▶ Instructions for the task: Your output must be the line containing "the white switch" followed by every later line in the entries below, all copied exactly.

Stored data entries
-*-
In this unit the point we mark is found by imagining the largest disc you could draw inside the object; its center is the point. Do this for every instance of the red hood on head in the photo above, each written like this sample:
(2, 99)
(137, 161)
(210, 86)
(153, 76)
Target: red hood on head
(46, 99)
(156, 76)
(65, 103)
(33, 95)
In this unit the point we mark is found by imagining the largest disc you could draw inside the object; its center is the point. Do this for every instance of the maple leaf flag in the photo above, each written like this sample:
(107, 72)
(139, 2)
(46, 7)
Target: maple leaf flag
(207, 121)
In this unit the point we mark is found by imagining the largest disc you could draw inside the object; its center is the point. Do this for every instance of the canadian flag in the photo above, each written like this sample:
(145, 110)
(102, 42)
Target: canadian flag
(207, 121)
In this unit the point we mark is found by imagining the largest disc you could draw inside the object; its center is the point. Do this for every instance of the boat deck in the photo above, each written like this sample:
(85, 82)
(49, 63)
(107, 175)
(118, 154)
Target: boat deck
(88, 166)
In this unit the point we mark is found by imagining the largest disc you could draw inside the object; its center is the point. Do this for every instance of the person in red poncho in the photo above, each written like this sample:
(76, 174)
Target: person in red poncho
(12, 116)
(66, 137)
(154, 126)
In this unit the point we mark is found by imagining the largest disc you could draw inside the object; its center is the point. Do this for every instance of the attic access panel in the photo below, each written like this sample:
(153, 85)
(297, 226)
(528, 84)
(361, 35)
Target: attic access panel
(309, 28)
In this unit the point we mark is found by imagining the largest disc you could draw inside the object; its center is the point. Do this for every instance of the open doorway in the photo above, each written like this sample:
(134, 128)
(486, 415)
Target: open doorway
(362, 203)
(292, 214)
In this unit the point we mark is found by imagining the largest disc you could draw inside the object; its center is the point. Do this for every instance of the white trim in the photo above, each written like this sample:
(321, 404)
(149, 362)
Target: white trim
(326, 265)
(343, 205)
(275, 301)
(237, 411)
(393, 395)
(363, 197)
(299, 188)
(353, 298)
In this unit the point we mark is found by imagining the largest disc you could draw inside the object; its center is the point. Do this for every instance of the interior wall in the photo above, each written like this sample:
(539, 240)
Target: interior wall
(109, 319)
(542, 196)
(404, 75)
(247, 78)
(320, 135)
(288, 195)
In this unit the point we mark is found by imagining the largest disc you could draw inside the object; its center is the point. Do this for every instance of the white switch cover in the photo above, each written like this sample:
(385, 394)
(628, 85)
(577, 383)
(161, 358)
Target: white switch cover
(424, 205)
-*-
▶ Response:
In this unit the point we mark is found by imagining the largest disc you could draw inside the object; its center is the point. Do this for every instance of the white switch cover in the photo above, each written like this sample:
(385, 394)
(628, 85)
(577, 383)
(161, 358)
Target: white switch cover
(424, 205)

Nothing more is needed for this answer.